* start Stored data *
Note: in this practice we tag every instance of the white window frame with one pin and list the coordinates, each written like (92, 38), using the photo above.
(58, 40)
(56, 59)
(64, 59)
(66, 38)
* end Stored data *
Short problem
Rewrite the data, changing "white window frame" to "window frame" and leaving everything else the same.

Output for this task
Note: in this practice we tag every instance of the window frame with one pin and list the coordinates, each written like (92, 38), using the photo above.
(58, 40)
(56, 59)
(64, 59)
(66, 38)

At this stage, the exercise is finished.